(Stored data entries)
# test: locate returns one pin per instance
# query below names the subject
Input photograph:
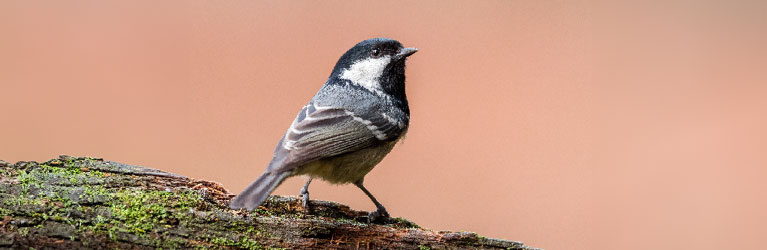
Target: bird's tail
(258, 191)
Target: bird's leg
(380, 210)
(305, 194)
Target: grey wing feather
(320, 132)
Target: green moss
(143, 211)
(244, 243)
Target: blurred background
(562, 124)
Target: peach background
(563, 124)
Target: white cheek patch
(366, 72)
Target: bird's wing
(319, 132)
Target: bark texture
(83, 202)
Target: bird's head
(377, 65)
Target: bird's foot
(379, 215)
(305, 201)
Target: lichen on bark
(83, 202)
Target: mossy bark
(81, 202)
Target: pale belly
(346, 168)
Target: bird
(346, 129)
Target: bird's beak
(405, 52)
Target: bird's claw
(305, 201)
(378, 215)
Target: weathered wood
(81, 202)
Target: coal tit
(352, 122)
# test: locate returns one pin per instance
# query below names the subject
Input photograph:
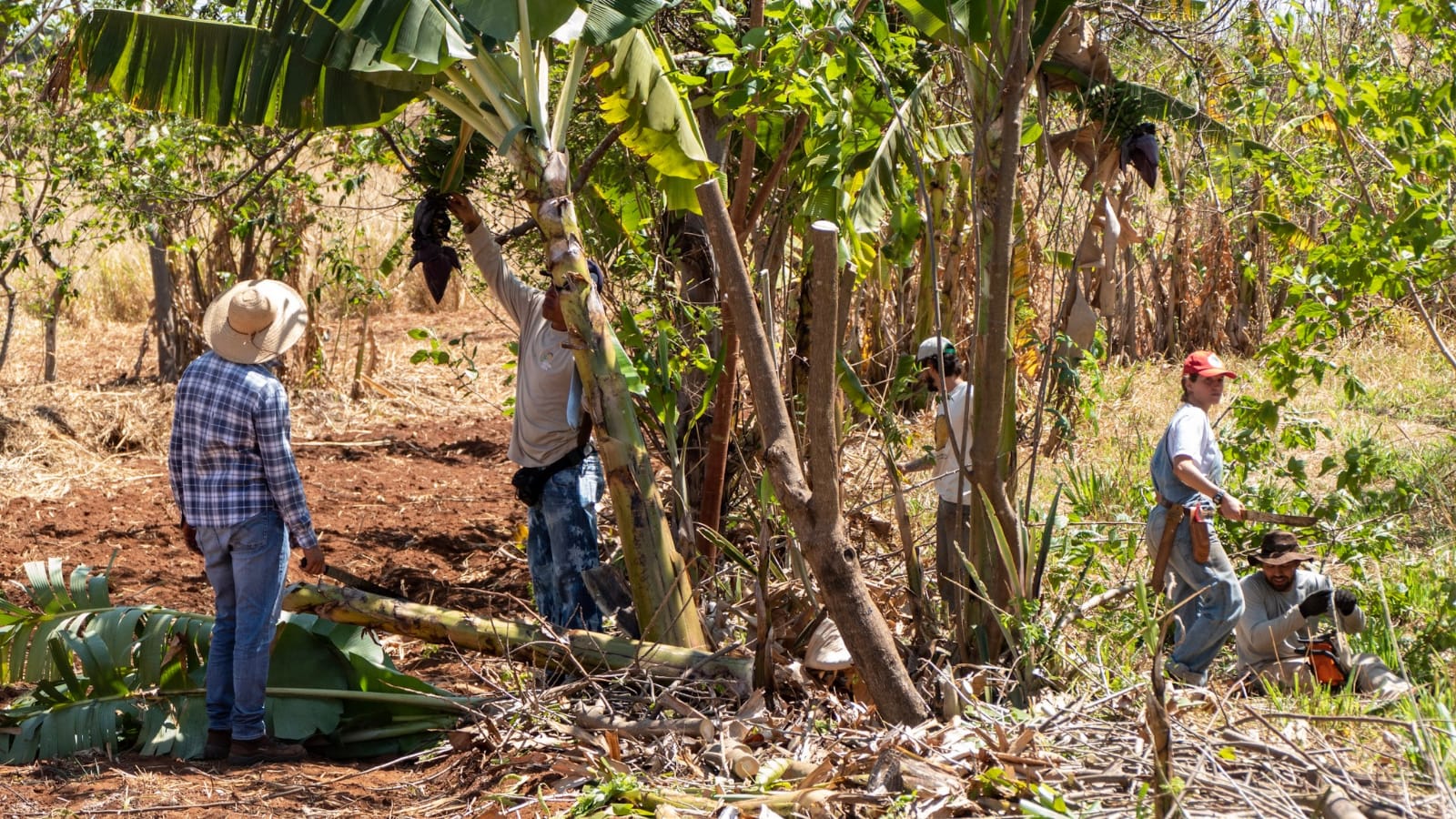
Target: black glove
(1315, 603)
(1346, 602)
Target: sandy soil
(410, 489)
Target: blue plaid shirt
(230, 457)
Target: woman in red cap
(1187, 472)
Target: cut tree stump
(510, 639)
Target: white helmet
(934, 349)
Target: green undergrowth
(1378, 468)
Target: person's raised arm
(513, 293)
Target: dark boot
(262, 749)
(218, 742)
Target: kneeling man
(1280, 603)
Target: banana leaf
(130, 678)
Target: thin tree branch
(771, 179)
(262, 159)
(1431, 324)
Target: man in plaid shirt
(235, 481)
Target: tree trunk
(53, 319)
(698, 286)
(662, 588)
(994, 440)
(815, 516)
(162, 292)
(9, 309)
(507, 639)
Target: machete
(356, 581)
(1278, 518)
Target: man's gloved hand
(1315, 603)
(1346, 602)
(189, 537)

**Your goal:** Exact reproduction of the entries above is required, with pictures excluded.

**Response area:**
# test: locate returns one pin per instance
# query below names the subject
Input photograph:
Target: bird's tail
(258, 191)
Target: bird's leg
(380, 210)
(305, 194)
Target: grey wing feather
(320, 132)
Target: green moss
(143, 211)
(244, 243)
Target: blurred background
(562, 124)
Target: peach background
(563, 124)
Target: white cheek patch
(366, 72)
Target: bird's wing
(319, 132)
Target: bark texture
(83, 202)
Target: bird's head
(377, 65)
Target: bird's foot
(379, 215)
(305, 201)
Target: lichen on bark
(83, 202)
Target: mossy bark
(81, 202)
Target: pale belly
(346, 168)
Target: bird
(346, 129)
Target: bird's beak
(405, 52)
Target: bird's claw
(305, 201)
(378, 215)
Target: weathered wood
(81, 202)
Target: coal tit
(352, 122)
# test: locate returns one pin per instance
# query below names the subject
Input photograph:
Target: black glove
(1315, 603)
(1346, 602)
Target: sandy soil
(410, 489)
Target: blue plaid shirt
(230, 457)
Target: woman in red cap
(1187, 472)
Target: cut tree stump
(510, 639)
Target: white helmet
(934, 349)
Target: green undergrowth
(1378, 468)
Target: person's raised arm
(513, 293)
Target: dark boot
(262, 749)
(218, 742)
Target: kneeling man
(1280, 603)
Target: banana leaf
(130, 678)
Target: thin tree branch
(771, 179)
(262, 159)
(1431, 324)
Target: man in plaid shirt
(235, 481)
Target: tree trunk
(53, 319)
(698, 286)
(662, 588)
(994, 440)
(815, 516)
(162, 292)
(9, 309)
(507, 639)
Target: machete
(356, 581)
(1278, 518)
Target: man's gloved hand
(1315, 603)
(1346, 602)
(189, 537)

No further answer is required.